Arte internacional também circulava no bairro paulistano do Brooklin, onde a galeria se instalou, desbravando outra área da cidade. Nos arquivos constam uma coletiva de gravura internacional contemporânea: com 33 artistas da Holanda, Japão, França, Mexico, Itália, EUA, Israel e Alemanha; uma individual de François Morellet, com pinturas, gravuras e múltiplos, em março de 1976, e um intercâmbio com uma galeria de edições, de Zurique e Genéve, com trabalhos de Jean Tinguely, Le Corbusier, Gianfredo Camesi, Jean Baier e Gido Wiederkeh, entre outros.

A lógica industrial da produção em série, aplicada até então exclusivamente à gravura e ao design de utilitários, chegava à escultura. Nos primeiros dez anos de atuação, a galeria de Nazar e Van Steen produziu e comercializou todo tipo de escultura múltipla ou de gravura aplicada a novos materiais: em aço, de Amelia Toledo; em chapas de aço e plástico, de Fernando Lemos; em lâminas de aço inoxidável, de Amilcar de Castro; em vídeo temperado, de Lothar Charoux; serigrafias em acrílico, de Carmen Bardy; serigrafia em alumínio, de Teresa Nazar (Mulher, 1972).
Outros encontros célebres – entre linguagens e artistas – se deram na Multipla, como o lançamento de Poemóbiles, livro-objeto de Julio Plaza e Augusto de Campos, em março de 1975, em tiragem 1.000 exemplares, contendo 13 poemóbiles. O interesse da Multipla em livros refletia a outra atividade profissional da escritora Edla van Steen. Em novembro de 1974 ela lançou na galeria seu segundo livro, Memórias do Medo, ilustrado com gravuras especialmente elaboradas por José Luis Cuevas, expoente do surrealismo mexicano, que ganhou um prêmio na Bienal de São Paulo, em 1959, foi exposto na galeria em 1973 e se tornou grande amigo da escritora.
· · · ·
▶ **Tarefa**: Escreva a continuação do texto sobre a galeria Multipla, começando logo depois da última frase. Os registros a seguir vêm de outra fonte.

▶ **Registros**:
· · · ·
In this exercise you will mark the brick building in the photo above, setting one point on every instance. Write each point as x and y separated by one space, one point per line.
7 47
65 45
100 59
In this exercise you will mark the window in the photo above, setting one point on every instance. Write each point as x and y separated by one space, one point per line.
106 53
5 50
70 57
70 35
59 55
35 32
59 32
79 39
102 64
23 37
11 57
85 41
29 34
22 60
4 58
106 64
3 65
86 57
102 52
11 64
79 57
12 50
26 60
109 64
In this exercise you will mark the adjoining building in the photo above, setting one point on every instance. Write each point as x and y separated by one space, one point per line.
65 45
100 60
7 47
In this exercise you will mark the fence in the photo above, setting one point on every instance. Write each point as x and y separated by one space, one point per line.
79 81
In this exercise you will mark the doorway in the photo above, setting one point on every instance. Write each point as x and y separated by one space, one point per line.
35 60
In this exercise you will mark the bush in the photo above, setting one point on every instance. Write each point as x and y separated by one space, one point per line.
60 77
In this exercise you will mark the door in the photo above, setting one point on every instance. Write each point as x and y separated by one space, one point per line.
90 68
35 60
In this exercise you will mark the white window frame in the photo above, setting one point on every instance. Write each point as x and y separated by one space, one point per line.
· · · ·
▶ **Resultado**:
Livros de artista também tiveram ali seu lugar. Anésia Pacheco Chaves expôs o que chamou de “obra-livro”, quando a alcunha “livro de artista” ainda não era uma certeza. Uma reportagem na Folha Ilustrada em 22/6/75 anunciou: “O insólito e solitário caminho de Anésia”, com texto literário de Lygia Fagundes Telles e um surpreendente depoimento da artista: “Os 25 cadernos que apresentarei na Multipla não estarão à venda. Isto não implica em atitude contra o comércio de arte, porque, apesar de discordar de todo o esquema, penso que uma contestação deveria se colocar em termos muito mais pertinentes do que um gesto individual, principalmente quando nós, artistas, precisamos aceitar muita coisa para poder sobreviver”. No texto, a artista argumenta que o mercado, em vez de funcionar como ponte, obstrui a comunicação do artista com seu público. “Só interessam às galerias, aos leilões e financiamentos bancários as obras consagradíssimas, já digeridas pelo público.”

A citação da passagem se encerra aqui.